**What you should do**
Rewrite every line of the items below as a Markdown table with two columns, Row and Line: number each line in Row and put its text in Line, leaving out blank lines.

**Extracted data**
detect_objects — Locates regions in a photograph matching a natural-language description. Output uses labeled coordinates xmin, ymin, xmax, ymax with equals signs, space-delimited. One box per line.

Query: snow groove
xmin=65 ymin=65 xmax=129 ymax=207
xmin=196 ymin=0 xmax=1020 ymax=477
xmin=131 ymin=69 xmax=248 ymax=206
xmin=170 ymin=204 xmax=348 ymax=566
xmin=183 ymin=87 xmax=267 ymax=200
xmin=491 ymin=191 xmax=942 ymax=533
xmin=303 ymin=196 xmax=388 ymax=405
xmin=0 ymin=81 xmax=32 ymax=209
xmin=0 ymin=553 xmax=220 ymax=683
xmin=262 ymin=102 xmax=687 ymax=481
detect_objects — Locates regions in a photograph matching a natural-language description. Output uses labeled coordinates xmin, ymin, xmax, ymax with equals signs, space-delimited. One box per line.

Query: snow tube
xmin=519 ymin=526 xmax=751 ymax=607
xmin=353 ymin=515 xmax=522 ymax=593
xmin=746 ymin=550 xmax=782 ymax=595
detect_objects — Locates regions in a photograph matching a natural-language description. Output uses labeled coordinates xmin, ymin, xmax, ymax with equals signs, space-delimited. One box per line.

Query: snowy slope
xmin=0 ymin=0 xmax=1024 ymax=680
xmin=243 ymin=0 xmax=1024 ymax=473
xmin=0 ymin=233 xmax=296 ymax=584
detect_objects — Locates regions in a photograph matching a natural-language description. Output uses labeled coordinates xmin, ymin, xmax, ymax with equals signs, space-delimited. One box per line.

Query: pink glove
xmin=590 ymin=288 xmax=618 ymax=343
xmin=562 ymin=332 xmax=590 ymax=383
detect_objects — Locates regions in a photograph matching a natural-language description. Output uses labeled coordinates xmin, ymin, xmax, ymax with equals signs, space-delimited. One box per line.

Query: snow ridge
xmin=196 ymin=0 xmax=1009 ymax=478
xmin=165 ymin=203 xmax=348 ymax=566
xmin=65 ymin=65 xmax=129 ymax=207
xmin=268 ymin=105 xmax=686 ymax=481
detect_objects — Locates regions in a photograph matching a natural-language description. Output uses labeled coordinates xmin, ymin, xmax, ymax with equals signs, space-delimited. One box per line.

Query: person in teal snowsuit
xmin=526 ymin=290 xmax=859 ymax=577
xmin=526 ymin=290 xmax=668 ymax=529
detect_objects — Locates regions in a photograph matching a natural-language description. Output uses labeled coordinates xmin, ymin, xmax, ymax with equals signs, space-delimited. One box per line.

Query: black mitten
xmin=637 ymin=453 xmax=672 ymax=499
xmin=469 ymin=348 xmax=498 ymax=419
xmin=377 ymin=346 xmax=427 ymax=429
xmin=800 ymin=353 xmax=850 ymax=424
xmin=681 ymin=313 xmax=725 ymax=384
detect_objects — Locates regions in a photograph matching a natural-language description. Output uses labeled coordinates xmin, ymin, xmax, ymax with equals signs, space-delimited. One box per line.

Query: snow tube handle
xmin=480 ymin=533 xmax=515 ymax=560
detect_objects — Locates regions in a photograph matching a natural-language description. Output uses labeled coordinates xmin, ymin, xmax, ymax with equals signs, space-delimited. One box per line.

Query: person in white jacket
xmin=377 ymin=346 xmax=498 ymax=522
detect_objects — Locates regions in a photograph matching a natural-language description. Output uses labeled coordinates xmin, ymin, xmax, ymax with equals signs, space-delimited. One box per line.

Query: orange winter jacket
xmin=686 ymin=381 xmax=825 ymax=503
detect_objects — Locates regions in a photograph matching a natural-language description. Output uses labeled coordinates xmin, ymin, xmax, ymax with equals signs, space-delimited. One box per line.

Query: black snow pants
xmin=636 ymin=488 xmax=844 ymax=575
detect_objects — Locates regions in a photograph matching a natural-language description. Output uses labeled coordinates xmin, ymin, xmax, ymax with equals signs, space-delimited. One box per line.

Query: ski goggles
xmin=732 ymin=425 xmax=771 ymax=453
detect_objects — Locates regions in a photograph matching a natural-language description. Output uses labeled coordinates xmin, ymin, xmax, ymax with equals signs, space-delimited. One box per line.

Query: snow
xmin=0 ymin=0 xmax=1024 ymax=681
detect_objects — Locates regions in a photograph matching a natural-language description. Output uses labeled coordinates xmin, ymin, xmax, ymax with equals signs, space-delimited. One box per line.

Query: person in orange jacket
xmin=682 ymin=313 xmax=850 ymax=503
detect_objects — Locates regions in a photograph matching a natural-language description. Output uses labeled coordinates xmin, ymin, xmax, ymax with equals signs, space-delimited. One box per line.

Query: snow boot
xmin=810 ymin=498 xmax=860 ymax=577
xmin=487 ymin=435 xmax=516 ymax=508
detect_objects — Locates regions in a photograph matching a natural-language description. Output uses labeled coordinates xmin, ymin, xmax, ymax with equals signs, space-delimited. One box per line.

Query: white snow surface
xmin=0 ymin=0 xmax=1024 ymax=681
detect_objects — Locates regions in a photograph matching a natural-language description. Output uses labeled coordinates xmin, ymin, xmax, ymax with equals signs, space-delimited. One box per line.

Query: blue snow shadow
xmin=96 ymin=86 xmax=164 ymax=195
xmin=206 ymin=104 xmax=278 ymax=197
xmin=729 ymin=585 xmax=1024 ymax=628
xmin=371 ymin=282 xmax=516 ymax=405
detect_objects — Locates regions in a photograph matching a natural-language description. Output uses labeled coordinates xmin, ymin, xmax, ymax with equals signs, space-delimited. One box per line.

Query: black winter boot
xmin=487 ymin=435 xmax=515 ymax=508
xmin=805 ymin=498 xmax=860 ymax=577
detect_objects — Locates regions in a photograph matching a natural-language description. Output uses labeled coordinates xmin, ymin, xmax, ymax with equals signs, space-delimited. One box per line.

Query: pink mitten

**Answer to the exercise**
| Row | Line |
|---|---|
| 1 | detect_objects — Locates regions in a photograph matching a natural-language description. Output uses labeled coordinates xmin, ymin, xmax, ymax with equals signs, space-delimited. One box per line. |
| 2 | Query: snow groove |
| 3 | xmin=65 ymin=65 xmax=129 ymax=207 |
| 4 | xmin=196 ymin=0 xmax=1020 ymax=477 |
| 5 | xmin=131 ymin=69 xmax=248 ymax=206 |
| 6 | xmin=170 ymin=204 xmax=348 ymax=566 |
| 7 | xmin=183 ymin=87 xmax=267 ymax=200 |
| 8 | xmin=491 ymin=191 xmax=942 ymax=533 |
| 9 | xmin=303 ymin=196 xmax=388 ymax=405 |
| 10 | xmin=0 ymin=81 xmax=32 ymax=209 |
| 11 | xmin=0 ymin=553 xmax=220 ymax=683 |
| 12 | xmin=262 ymin=102 xmax=687 ymax=481 |
| 13 | detect_objects — Locates regions in a photograph matching a natural-language description. Output uses labeled coordinates xmin, ymin, xmax, ymax with equals signs, space-delimited. One box per line. |
| 14 | Query: snow tube |
| 15 | xmin=519 ymin=526 xmax=751 ymax=607 |
| 16 | xmin=353 ymin=515 xmax=522 ymax=593 |
| 17 | xmin=746 ymin=550 xmax=782 ymax=595 |
| 18 | detect_objects — Locates regions in a photograph matching a natural-language description. Output uses labeled coordinates xmin, ymin, xmax, ymax with equals signs, space-delimited. One box per line. |
| 19 | Query: snowy slope |
| 20 | xmin=0 ymin=0 xmax=1024 ymax=680 |
| 21 | xmin=243 ymin=0 xmax=1024 ymax=473 |
| 22 | xmin=0 ymin=233 xmax=296 ymax=584 |
| 23 | detect_objects — Locates regions in a photograph matching a natural-language description. Output uses labeled coordinates xmin, ymin, xmax, ymax with equals signs, space-delimited. One box per line. |
| 24 | Query: pink glove |
| 25 | xmin=590 ymin=288 xmax=618 ymax=343 |
| 26 | xmin=562 ymin=332 xmax=590 ymax=383 |
| 27 | detect_objects — Locates regions in a photograph matching a natural-language description. Output uses labeled coordinates xmin, ymin, xmax, ymax with equals signs, space-delimited. One box per line. |
| 28 | Query: snow ridge |
| 29 | xmin=196 ymin=0 xmax=1009 ymax=478 |
| 30 | xmin=165 ymin=203 xmax=348 ymax=566 |
| 31 | xmin=65 ymin=65 xmax=129 ymax=207 |
| 32 | xmin=268 ymin=105 xmax=686 ymax=481 |
| 33 | detect_objects — Locates regions in a photograph matching a natural-language description. Output uses labeled coordinates xmin, ymin, xmax, ymax with equals signs, space-delimited. One box per line. |
| 34 | Query: person in teal snowsuit |
| 35 | xmin=526 ymin=290 xmax=859 ymax=577 |
| 36 | xmin=526 ymin=290 xmax=668 ymax=529 |
| 37 | detect_objects — Locates regions in a photograph matching a natural-language description. Output uses labeled coordinates xmin, ymin, xmax, ymax with equals signs, space-delimited. One box per line. |
| 38 | Query: black mitten |
| 39 | xmin=637 ymin=453 xmax=672 ymax=499 |
| 40 | xmin=469 ymin=348 xmax=498 ymax=419 |
| 41 | xmin=377 ymin=346 xmax=427 ymax=429 |
| 42 | xmin=800 ymin=353 xmax=850 ymax=424 |
| 43 | xmin=681 ymin=313 xmax=725 ymax=384 |
| 44 | detect_objects — Locates regions in a photograph matching a natural-language description. Output uses labeled coordinates xmin, ymin, xmax, ymax with equals signs, space-delimited. One box per line. |
| 45 | Query: snow tube handle |
| 46 | xmin=480 ymin=533 xmax=515 ymax=560 |
| 47 | detect_objects — Locates regions in a photograph matching a natural-language description. Output uses labeled coordinates xmin, ymin, xmax, ymax with equals signs, space-delimited. One box per line. |
| 48 | Query: person in white jacket |
| 49 | xmin=377 ymin=346 xmax=498 ymax=522 |
| 50 | detect_objects — Locates regions in a photograph matching a natural-language description. Output uses labeled coordinates xmin, ymin, xmax, ymax with equals signs, space-delimited. One box per line. |
| 51 | Query: orange winter jacket |
| 52 | xmin=686 ymin=381 xmax=825 ymax=503 |
| 53 | detect_objects — Locates regions in a photograph matching a natural-language description. Output uses labeled coordinates xmin, ymin, xmax, ymax with equals signs, space-delimited. One box per line. |
| 54 | Query: black snow pants |
| 55 | xmin=636 ymin=488 xmax=844 ymax=575 |
| 56 | detect_objects — Locates regions in a photograph matching a natural-language description. Output uses labeled coordinates xmin, ymin, xmax, ymax with equals signs, space-delimited. One box per line. |
| 57 | Query: ski goggles |
| 58 | xmin=732 ymin=425 xmax=771 ymax=453 |
| 59 | detect_objects — Locates regions in a photograph matching a natural-language description. Output uses labeled coordinates xmin, ymin, xmax, ymax with equals signs, space-delimited. One box per line. |
| 60 | Query: snow |
| 61 | xmin=0 ymin=0 xmax=1024 ymax=681 |
| 62 | detect_objects — Locates regions in a photograph matching a natural-language description. Output uses labeled coordinates xmin, ymin, xmax, ymax with equals signs, space-delimited. One box per line. |
| 63 | Query: person in orange jacket |
| 64 | xmin=682 ymin=313 xmax=850 ymax=503 |
| 65 | detect_objects — Locates regions in a photograph matching a natural-language description. Output uses labeled coordinates xmin, ymin, xmax, ymax with equals signs, space-delimited. One box per line. |
| 66 | Query: snow boot |
| 67 | xmin=810 ymin=498 xmax=860 ymax=577 |
| 68 | xmin=487 ymin=435 xmax=516 ymax=508 |
| 69 | detect_objects — Locates regions in a photograph matching a natural-language description. Output uses labeled coordinates xmin, ymin, xmax, ymax with equals signs, space-delimited. One box per line. |
| 70 | Query: white snow surface |
| 71 | xmin=0 ymin=0 xmax=1024 ymax=681 |
| 72 | detect_objects — Locates regions in a photograph matching a natural-language description. Output uses labeled coordinates xmin, ymin, xmax, ymax with equals signs, space-delimited. One box per line. |
| 73 | Query: blue snow shadow |
| 74 | xmin=96 ymin=86 xmax=164 ymax=195 |
| 75 | xmin=206 ymin=104 xmax=278 ymax=197 |
| 76 | xmin=729 ymin=585 xmax=1024 ymax=628 |
| 77 | xmin=371 ymin=282 xmax=516 ymax=405 |
| 78 | detect_objects — Locates regions in a photograph matching a natural-language description. Output uses labeled coordinates xmin, ymin, xmax, ymax with equals signs, space-delimited. One box per line. |
| 79 | Query: black winter boot |
| 80 | xmin=487 ymin=435 xmax=515 ymax=508 |
| 81 | xmin=805 ymin=498 xmax=860 ymax=577 |
| 82 | detect_objects — Locates regions in a photograph matching a natural-language description. Output uses labeled coordinates xmin, ymin, xmax, ymax with equals signs, space-delimited. One box per line. |
| 83 | Query: pink mitten |